*Written exercise:*
Can you restate the records below word for word?

*Records for this task:*
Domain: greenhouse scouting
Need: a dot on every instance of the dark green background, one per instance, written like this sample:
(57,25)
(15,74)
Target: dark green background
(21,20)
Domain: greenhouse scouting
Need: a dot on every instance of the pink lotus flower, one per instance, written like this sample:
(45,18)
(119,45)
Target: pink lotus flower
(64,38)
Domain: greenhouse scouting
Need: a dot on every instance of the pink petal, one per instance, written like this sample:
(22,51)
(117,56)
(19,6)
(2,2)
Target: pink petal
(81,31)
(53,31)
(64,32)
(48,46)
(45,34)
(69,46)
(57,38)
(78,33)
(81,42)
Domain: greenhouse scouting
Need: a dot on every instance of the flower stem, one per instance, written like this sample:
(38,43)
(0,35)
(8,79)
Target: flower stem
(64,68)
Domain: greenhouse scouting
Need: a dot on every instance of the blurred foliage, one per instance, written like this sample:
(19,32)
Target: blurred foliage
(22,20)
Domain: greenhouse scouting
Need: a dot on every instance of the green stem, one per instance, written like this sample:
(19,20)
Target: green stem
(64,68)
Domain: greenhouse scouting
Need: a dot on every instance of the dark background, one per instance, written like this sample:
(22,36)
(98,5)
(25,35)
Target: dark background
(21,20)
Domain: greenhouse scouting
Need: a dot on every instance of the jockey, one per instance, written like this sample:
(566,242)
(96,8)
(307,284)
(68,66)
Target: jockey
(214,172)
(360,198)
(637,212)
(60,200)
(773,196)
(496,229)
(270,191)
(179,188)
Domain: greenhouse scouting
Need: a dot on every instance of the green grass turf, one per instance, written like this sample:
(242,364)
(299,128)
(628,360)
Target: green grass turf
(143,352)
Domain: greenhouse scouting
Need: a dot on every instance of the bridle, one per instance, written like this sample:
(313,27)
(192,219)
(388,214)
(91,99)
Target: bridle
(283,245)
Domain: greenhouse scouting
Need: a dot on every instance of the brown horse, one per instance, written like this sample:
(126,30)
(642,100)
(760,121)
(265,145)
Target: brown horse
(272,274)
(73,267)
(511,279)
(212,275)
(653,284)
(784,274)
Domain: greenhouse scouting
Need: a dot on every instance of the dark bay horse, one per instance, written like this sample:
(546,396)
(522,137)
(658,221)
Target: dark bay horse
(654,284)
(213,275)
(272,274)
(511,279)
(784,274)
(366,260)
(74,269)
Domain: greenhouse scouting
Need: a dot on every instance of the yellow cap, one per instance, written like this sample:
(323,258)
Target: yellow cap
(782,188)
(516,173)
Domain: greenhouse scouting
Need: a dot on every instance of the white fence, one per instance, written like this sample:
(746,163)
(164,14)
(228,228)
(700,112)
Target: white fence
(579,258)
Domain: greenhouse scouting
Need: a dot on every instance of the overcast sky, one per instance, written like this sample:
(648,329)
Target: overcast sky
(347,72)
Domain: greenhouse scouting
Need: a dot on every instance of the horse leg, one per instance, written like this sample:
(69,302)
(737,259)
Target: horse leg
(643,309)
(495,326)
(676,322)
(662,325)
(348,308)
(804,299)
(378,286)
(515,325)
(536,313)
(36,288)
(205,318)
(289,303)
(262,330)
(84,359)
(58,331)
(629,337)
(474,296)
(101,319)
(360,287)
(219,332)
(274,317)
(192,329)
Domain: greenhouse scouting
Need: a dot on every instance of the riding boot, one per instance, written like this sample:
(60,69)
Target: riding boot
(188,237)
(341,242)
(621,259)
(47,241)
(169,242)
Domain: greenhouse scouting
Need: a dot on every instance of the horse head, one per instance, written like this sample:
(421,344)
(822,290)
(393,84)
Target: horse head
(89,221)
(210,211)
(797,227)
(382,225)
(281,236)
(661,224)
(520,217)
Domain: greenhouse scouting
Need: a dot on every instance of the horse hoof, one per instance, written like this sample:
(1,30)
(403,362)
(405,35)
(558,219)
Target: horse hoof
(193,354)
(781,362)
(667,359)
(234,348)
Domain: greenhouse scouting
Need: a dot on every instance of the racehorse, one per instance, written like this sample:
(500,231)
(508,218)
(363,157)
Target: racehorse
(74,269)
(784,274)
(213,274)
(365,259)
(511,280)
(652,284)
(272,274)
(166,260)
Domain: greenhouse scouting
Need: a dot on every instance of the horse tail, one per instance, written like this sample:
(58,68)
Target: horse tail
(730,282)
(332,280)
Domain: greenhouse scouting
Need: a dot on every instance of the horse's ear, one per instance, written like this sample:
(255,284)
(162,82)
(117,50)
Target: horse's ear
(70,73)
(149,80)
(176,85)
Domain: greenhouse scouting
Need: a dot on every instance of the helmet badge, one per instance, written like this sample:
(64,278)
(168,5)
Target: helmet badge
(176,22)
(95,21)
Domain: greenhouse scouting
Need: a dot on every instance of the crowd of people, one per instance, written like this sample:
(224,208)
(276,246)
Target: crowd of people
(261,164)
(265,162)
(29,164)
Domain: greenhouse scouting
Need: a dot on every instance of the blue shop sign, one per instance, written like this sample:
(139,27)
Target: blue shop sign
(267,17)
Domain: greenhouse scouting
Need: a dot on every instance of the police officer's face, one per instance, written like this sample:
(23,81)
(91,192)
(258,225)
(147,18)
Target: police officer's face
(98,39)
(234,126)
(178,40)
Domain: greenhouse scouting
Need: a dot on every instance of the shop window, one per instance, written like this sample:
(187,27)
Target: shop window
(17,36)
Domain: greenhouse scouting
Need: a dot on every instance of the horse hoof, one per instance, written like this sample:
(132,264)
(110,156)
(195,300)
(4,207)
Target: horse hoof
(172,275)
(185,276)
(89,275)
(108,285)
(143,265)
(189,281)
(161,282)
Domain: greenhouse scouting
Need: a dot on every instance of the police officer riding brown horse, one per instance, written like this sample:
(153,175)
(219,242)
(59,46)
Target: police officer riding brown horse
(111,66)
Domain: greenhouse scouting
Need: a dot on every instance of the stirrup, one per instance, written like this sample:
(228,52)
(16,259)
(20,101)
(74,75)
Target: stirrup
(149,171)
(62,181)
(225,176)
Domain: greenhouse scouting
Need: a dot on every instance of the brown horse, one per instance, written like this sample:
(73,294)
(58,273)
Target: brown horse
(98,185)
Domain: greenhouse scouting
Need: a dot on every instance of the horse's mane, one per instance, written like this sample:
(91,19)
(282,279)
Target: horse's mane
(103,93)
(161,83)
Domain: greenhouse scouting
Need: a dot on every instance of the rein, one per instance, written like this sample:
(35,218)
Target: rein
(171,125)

*Answer to the exercise:*
Domain: greenhouse scouting
Need: a dot on every instance of the dark green background, one per instance, written like this sample:
(57,25)
(15,74)
Target: dark green background
(21,20)
Domain: greenhouse scouting
Need: a dot on every instance of the pink lotus flower, one per instance, written like this sample:
(45,18)
(119,45)
Target: pink lotus flower
(64,38)
Domain: greenhouse scouting
Need: a dot on every instance of the pink petal, one per instance, written like this sample:
(22,51)
(117,56)
(19,6)
(2,2)
Target: pink petal
(81,31)
(53,31)
(64,32)
(48,46)
(45,34)
(69,46)
(57,38)
(78,33)
(81,42)
Domain: greenhouse scouting
Need: a dot on every instance of the flower stem, one per instance, written like this sample:
(38,43)
(0,35)
(8,79)
Target: flower stem
(64,68)
Domain: greenhouse scouting
Need: a dot on every instance of the blurred foliage, one per instance, written like this sample:
(19,32)
Target: blurred foliage
(22,20)
Domain: greenhouse scouting
Need: a dot on every instance of the green stem, one per instance, written like this sample:
(19,20)
Target: green stem
(64,68)
Domain: greenhouse scouting
Need: a dot on every instance of the dark background, one per instance, written like this sample:
(22,36)
(98,5)
(25,35)
Target: dark background
(21,20)
Domain: greenhouse scouting
Need: a dot on every instance of the jockey, one per instance, written like this sample:
(566,242)
(96,8)
(307,284)
(68,66)
Target: jockey
(214,172)
(360,198)
(637,212)
(60,200)
(773,196)
(496,229)
(270,191)
(179,188)
Domain: greenhouse scouting
Need: a dot on every instance of the green grass turf, one per instance, written like this sample:
(242,364)
(299,128)
(628,360)
Target: green grass turf
(143,352)
Domain: greenhouse scouting
Need: a dot on every instance of the bridle, one per instance, written like this sample:
(313,27)
(192,219)
(388,214)
(91,99)
Target: bridle
(283,245)
Domain: greenhouse scouting
Need: a dot on every instance of the brown horse, one per instance, written like this sample:
(126,30)
(642,100)
(760,121)
(265,145)
Target: brown horse
(272,274)
(73,267)
(511,279)
(212,275)
(653,284)
(784,274)
Domain: greenhouse scouting
Need: a dot on every instance of the dark bay horse, one per instance, written like this sample:
(546,396)
(522,137)
(658,221)
Target: dark bay horse
(654,284)
(213,275)
(272,274)
(511,279)
(784,274)
(366,260)
(74,269)
Domain: greenhouse scouting
Need: a dot on every instance of the yellow cap, one per instance, written like this sample:
(323,258)
Target: yellow cap
(782,188)
(516,173)
Domain: greenhouse scouting
Need: a dot on every instance of the white fence, one per instance, written like this sample:
(746,163)
(164,14)
(228,228)
(700,112)
Target: white fence
(579,258)
Domain: greenhouse scouting
Need: a dot on every instance of the overcast sky, one per instance, written like this sample:
(648,329)
Target: overcast sky
(347,72)
Domain: greenhouse scouting
Need: a dot on every instance of the horse leg, one per instance, written like this sample:
(69,302)
(737,259)
Target: horse leg
(643,309)
(495,326)
(676,322)
(662,325)
(348,308)
(804,299)
(378,286)
(515,325)
(536,313)
(36,288)
(205,318)
(289,303)
(262,330)
(84,359)
(58,331)
(629,337)
(474,296)
(101,319)
(360,287)
(219,332)
(274,317)
(192,329)
Domain: greenhouse scouting
Need: a dot on every instance of the riding boot, one per instance, written like this sample:
(60,69)
Target: riding boot
(188,237)
(341,242)
(621,259)
(47,241)
(169,242)
Domain: greenhouse scouting
Need: a dot on every instance of the horse head, one per instance, written like this sample:
(421,344)
(822,290)
(393,84)
Target: horse head
(89,221)
(210,211)
(797,227)
(382,225)
(281,236)
(661,224)
(520,217)
Domain: greenhouse scouting
Need: a dot on every instance of the horse hoof, one per instance, written like this sample:
(1,30)
(403,362)
(405,35)
(558,219)
Target: horse hoof
(193,354)
(781,362)
(667,359)
(234,348)
Domain: greenhouse scouting
Need: a dot on every instance of the racehorse, one per instance, written like this sample:
(500,231)
(508,218)
(363,157)
Target: racehorse
(74,269)
(784,274)
(213,274)
(365,259)
(511,280)
(652,284)
(272,274)
(166,260)
Domain: greenhouse scouting
Need: a dot on every instance of the horse tail, one per instance, written like this sample:
(58,68)
Target: horse tail
(730,282)
(332,280)
Domain: greenhouse scouting
Need: a dot on every instance of the horse's ear, one per instance, written like this sample:
(255,284)
(162,82)
(117,50)
Target: horse's ear
(70,73)
(149,80)
(176,85)
Domain: greenhouse scouting
Need: a dot on every instance of the helmet badge, one per instance, written like this sample:
(64,278)
(168,5)
Target: helmet badge
(176,22)
(95,21)
Domain: greenhouse scouting
Need: a dot on every instance of the crowd of people, one per instance, written like this sample:
(224,208)
(276,246)
Target: crowd of people
(261,164)
(265,162)
(29,164)
Domain: greenhouse scouting
Need: a dot on every instance of the blue shop sign, one per instance, written like this sample:
(139,27)
Target: blue shop sign
(267,17)
Domain: greenhouse scouting
Need: a dot on every instance of the police officer's face, one per instance, written like this sample:
(23,81)
(91,192)
(258,225)
(147,18)
Target: police officer's face
(98,39)
(234,126)
(178,40)
Domain: greenhouse scouting
Need: a dot on every instance of the shop window, one per instance, written like this sample:
(187,27)
Target: shop window
(17,36)
Domain: greenhouse scouting
Need: a dot on every instance of the horse hoof, one per instance, written like this sample:
(132,264)
(110,156)
(195,300)
(4,207)
Target: horse hoof
(172,275)
(185,276)
(89,275)
(108,285)
(143,265)
(189,281)
(161,282)
Domain: greenhouse scouting
Need: a dot on every instance of the police officer riding brown horse, one per instance, written like this sample:
(153,175)
(219,242)
(59,46)
Target: police officer riding brown horse
(111,66)
Domain: greenhouse scouting
Need: a dot on every instance of the stirrup, one per instance, written like this sample:
(228,52)
(16,259)
(20,101)
(74,75)
Target: stirrup
(149,171)
(62,181)
(225,176)
Domain: greenhouse scouting
Need: a dot on every instance of the brown horse, one per instance, written like this sample:
(73,294)
(58,273)
Target: brown horse
(98,185)
Domain: greenhouse scouting
Need: a dot on every instance of the horse's mane, one per instance, written like this sample:
(91,19)
(282,279)
Target: horse's mane
(103,93)
(161,83)
Domain: greenhouse scouting
Need: a dot on every instance of the rein, one per instance, written like this sample:
(35,218)
Target: rein
(171,125)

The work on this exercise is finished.